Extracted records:
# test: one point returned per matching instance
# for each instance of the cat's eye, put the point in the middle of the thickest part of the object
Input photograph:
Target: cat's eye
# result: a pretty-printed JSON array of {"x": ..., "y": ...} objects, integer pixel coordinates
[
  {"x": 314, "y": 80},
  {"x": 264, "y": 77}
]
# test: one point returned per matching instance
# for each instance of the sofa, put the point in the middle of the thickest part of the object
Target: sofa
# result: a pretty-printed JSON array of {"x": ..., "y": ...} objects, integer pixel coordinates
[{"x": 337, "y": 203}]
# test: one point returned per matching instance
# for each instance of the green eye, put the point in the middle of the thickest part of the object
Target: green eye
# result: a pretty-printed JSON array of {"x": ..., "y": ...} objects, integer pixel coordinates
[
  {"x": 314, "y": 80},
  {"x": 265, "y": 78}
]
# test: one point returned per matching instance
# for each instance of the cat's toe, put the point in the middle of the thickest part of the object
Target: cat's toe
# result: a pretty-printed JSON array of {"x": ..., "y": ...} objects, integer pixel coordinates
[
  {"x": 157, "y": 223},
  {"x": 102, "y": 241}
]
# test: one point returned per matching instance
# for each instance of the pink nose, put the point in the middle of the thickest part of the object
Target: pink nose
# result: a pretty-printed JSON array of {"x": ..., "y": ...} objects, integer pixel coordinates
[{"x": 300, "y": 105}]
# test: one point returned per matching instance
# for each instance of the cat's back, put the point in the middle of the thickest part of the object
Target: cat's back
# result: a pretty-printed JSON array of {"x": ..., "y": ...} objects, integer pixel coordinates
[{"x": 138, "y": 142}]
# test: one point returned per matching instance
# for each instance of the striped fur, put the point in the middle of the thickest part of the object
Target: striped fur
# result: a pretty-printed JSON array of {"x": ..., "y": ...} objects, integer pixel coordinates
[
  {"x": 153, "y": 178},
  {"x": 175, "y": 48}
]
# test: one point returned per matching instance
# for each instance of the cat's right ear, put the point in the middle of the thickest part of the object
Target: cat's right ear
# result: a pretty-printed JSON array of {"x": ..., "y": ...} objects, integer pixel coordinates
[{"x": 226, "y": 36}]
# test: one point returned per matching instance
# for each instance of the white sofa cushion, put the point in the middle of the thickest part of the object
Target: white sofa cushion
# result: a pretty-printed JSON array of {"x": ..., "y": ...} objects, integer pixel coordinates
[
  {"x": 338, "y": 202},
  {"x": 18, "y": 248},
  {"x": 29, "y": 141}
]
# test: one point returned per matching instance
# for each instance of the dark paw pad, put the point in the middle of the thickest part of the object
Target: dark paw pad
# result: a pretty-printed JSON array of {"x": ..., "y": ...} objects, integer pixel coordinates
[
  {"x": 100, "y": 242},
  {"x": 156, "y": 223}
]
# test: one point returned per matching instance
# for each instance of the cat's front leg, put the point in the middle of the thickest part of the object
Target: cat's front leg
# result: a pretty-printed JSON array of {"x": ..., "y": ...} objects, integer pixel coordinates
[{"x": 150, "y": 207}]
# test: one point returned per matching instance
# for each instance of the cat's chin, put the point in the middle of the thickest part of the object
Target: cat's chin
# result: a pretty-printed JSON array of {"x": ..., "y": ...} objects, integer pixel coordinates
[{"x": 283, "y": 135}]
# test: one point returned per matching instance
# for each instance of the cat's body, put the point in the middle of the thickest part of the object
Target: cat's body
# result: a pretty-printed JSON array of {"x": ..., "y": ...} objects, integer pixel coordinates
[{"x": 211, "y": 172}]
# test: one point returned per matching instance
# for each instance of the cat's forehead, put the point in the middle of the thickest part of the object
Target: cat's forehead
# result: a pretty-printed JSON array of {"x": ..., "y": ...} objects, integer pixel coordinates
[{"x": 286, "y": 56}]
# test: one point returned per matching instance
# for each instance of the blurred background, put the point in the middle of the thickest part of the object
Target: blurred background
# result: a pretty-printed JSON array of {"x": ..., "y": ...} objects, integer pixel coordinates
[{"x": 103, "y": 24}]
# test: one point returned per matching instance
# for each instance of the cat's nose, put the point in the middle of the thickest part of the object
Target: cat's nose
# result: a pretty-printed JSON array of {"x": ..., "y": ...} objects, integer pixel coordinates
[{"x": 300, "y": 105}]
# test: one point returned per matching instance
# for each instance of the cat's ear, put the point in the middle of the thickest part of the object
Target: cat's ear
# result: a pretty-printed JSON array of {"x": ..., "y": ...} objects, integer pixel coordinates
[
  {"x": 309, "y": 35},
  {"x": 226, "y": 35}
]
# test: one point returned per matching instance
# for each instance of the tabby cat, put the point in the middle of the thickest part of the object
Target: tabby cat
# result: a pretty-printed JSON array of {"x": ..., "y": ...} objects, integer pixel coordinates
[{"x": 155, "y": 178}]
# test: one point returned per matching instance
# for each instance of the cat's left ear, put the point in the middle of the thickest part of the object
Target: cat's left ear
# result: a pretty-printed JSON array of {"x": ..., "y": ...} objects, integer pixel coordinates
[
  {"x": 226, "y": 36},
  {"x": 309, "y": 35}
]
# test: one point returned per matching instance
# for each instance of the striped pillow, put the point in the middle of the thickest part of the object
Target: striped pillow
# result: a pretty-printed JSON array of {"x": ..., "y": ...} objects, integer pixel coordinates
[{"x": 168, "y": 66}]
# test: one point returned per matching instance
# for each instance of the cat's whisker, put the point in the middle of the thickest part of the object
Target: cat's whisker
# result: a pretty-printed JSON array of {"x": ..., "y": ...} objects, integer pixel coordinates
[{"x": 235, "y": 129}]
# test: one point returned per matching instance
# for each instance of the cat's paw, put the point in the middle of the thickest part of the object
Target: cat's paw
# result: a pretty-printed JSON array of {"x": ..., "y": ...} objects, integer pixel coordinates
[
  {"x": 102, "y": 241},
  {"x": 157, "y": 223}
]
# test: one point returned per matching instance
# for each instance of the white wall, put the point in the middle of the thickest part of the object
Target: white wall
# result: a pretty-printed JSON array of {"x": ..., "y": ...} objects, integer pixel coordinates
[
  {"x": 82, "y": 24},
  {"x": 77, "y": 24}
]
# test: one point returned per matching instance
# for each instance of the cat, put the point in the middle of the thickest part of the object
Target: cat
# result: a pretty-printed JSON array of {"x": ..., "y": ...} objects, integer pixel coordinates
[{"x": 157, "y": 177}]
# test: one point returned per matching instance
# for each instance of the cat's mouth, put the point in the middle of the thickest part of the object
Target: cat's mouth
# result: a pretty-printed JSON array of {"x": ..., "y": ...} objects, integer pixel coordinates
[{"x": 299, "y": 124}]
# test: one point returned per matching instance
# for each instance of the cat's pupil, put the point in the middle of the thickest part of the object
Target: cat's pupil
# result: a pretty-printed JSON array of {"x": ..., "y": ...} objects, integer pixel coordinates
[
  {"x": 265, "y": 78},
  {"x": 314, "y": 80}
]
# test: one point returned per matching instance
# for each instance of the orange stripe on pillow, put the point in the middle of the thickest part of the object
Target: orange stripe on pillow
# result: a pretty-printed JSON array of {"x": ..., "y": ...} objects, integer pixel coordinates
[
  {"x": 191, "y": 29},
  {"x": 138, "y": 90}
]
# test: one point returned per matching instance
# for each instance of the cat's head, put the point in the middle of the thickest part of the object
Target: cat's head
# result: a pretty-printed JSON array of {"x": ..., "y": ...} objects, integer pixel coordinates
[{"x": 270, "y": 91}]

• [THE TASK] Gather each line of the data above that contains the word "pink" and copy those lines out in full.

• [EXERCISE RESPONSE]
# for each instance of the pink nose, put the point in the middle of the thickest part of the object
Target: pink nose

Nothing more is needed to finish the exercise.